[Part of a data file]
+--

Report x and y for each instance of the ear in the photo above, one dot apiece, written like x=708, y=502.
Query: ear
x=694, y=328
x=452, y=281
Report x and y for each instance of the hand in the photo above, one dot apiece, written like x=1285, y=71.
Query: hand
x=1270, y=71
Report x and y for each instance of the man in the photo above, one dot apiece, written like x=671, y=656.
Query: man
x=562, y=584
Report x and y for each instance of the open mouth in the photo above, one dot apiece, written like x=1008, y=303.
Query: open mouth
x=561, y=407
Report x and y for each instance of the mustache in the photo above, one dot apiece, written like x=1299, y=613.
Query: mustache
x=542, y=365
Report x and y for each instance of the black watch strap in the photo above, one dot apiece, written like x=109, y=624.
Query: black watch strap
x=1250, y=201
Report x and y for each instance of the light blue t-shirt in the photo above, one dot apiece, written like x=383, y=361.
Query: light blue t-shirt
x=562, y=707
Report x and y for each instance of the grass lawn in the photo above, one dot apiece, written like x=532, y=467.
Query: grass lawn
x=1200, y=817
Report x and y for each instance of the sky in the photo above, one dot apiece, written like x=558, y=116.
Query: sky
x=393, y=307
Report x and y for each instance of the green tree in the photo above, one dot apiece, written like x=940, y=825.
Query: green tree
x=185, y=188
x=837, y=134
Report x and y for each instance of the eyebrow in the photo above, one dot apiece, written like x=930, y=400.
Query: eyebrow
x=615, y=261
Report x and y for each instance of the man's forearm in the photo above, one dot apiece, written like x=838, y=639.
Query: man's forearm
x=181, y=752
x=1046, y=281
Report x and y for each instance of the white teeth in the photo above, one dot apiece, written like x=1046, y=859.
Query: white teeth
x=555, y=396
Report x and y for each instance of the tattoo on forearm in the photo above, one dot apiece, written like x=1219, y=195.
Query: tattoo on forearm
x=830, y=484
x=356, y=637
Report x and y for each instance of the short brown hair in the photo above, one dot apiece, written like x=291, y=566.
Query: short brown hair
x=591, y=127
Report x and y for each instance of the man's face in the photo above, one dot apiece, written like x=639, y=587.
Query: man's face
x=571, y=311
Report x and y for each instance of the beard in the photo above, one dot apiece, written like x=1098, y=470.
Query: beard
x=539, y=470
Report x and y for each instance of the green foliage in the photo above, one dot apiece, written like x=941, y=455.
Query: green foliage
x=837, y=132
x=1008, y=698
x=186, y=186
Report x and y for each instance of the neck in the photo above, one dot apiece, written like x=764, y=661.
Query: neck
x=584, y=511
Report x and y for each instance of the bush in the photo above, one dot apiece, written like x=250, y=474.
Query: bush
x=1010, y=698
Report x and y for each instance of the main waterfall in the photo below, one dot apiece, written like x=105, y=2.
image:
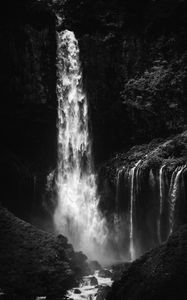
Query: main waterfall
x=76, y=215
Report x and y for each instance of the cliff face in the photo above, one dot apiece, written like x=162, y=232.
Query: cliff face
x=143, y=194
x=134, y=62
x=28, y=106
x=34, y=262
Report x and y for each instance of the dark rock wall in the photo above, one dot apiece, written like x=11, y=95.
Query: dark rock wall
x=159, y=201
x=159, y=274
x=28, y=104
x=134, y=61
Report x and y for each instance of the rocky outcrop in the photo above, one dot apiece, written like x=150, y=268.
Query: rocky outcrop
x=36, y=263
x=28, y=108
x=143, y=194
x=134, y=61
x=159, y=274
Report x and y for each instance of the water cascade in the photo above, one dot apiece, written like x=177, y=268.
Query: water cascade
x=173, y=194
x=76, y=214
x=161, y=189
x=132, y=207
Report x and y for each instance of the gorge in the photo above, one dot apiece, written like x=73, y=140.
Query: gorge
x=93, y=149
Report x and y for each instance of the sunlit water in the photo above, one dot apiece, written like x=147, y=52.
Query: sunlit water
x=132, y=204
x=88, y=291
x=161, y=188
x=76, y=215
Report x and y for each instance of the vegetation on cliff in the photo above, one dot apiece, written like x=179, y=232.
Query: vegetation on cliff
x=34, y=262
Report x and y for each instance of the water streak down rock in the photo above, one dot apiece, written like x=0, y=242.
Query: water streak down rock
x=76, y=215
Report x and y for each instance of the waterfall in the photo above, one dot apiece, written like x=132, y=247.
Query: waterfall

+--

WORK TO COMPLETE:
Rewrite the entries from the line with "Report x and y for each instance of the sky" to the line with "x=837, y=134", both included, with the requests kept as they are and each x and y coordinate in the answers multiplied by 2.1, rounded to the nearest whole number with halves going up. Leave the numbers in the requests and their format samples unchanged.

WRITTEN ANSWER:
Report x and y for each instance of the sky in the photo above, one dot apiece, written like x=558, y=116.
Query: sky
x=825, y=645
Report x and y for each instance of the green tree in the photo above, one dot apiece, written like x=940, y=825.
Query: green tree
x=389, y=395
x=1758, y=281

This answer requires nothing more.